### Text segment
According to IdeaWorks, global airlines this year collectively generated a record $109.5 billion in ancillary, or non-ticket, revenues, for an 18 percent increase over 2018. This equals more than half of the industry’s fuel bill ($188 billion in 2019). U.S.-based carriers alone made $29.1 billion in frequent flyer fees, commissions, a la carte and other similar fees.

Like ground freight, air transport is vital for manufacturers’ trade. The IATA forecasts that the value of international trade shipped by air in 2020 will be a staggering $7.1 trillion. What’s more, tourists traveling by air are estimated to spend $968 billion.

Raymond James: “Focus on Domestically Oriented Industrials”

In his Equity Strategy 2020 Outlook, Raymond James strategist Tavis McCourt says he expects a “modest reacceleration to the U.S. economy and most likely the global economy, and because of this we favor sectors that are more cyclical as, in aggregate, we estimate that only around 25 percent of the rotation back to cyclicals has occurred.”

### Given information

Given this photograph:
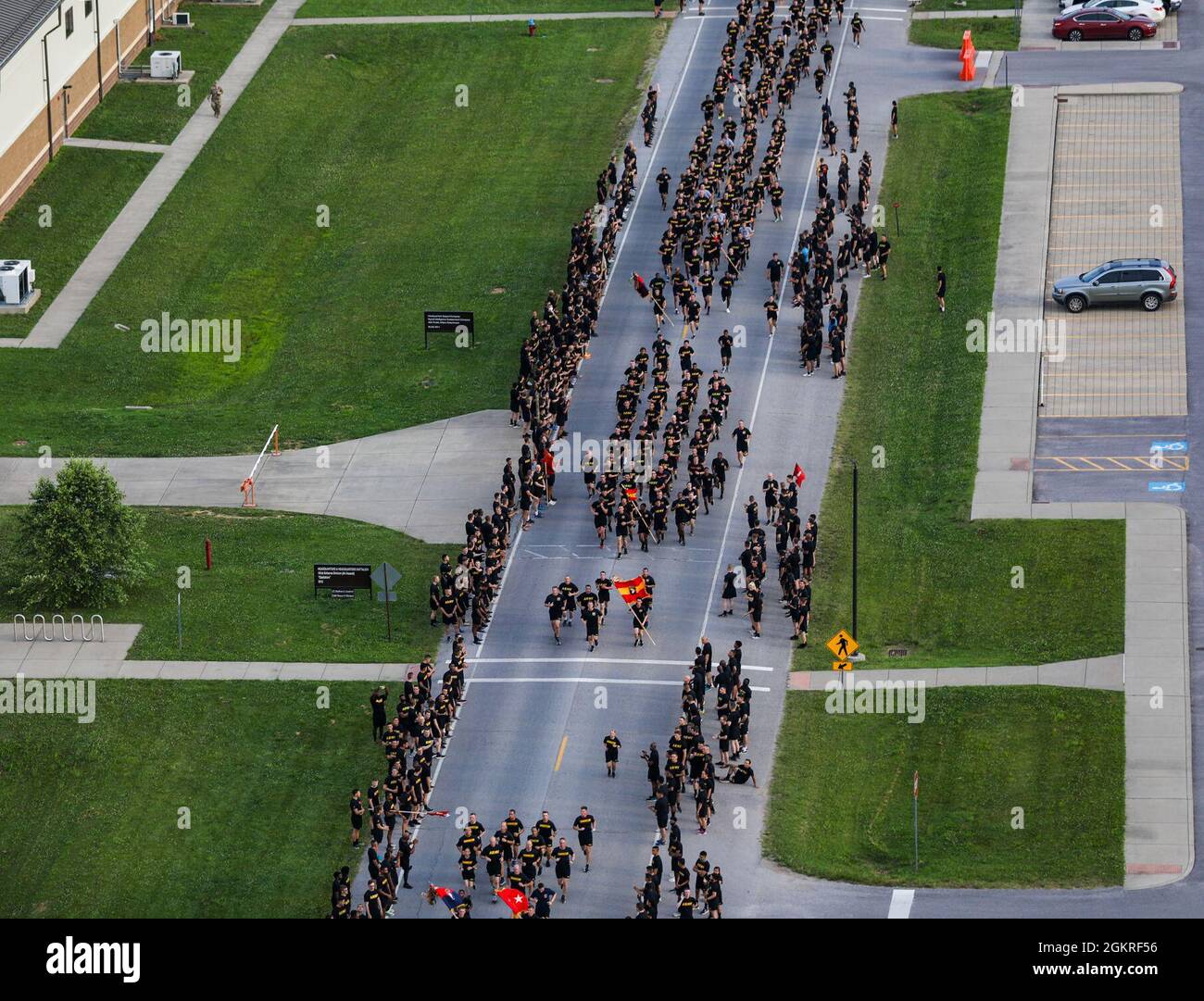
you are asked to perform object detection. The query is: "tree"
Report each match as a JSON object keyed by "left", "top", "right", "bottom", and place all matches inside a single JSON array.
[{"left": 9, "top": 458, "right": 149, "bottom": 611}]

### Instructions
A – Answer these from the text on airline revenues, one line each:
(i) How much ancillary revenue did global airlines collectively generate this year, according to IdeaWorks?
(ii) What value of international trade shipped by air in 2020 does the IATA forecast?
(iii) Roughly what share of the rotation back to cyclicals does Tavis McCourt estimate has occurred?
B – Carry the text on airline revenues forward from its last sentence.

### Expected results
A –
(i) A record $109.5 billion.
(ii) $7.1 trillion.
(iii) Around 25 percent.

B –
Among the sectors to benefit could be industrials, including airlines.

McCourt says he would “focus on domestically oriented industrials until some kind of Chinese/European stimulus becomes apparent, which should bode well for trucks, rails [and]airlines.” He singles out SkyWest as his top pick in airlines, writing that “traffic trends should remain strong in a better economy, and the business itself has always been well run.”

If you’d like more on investing in the airlines sector, just shoot me an email at info@usfunds.com!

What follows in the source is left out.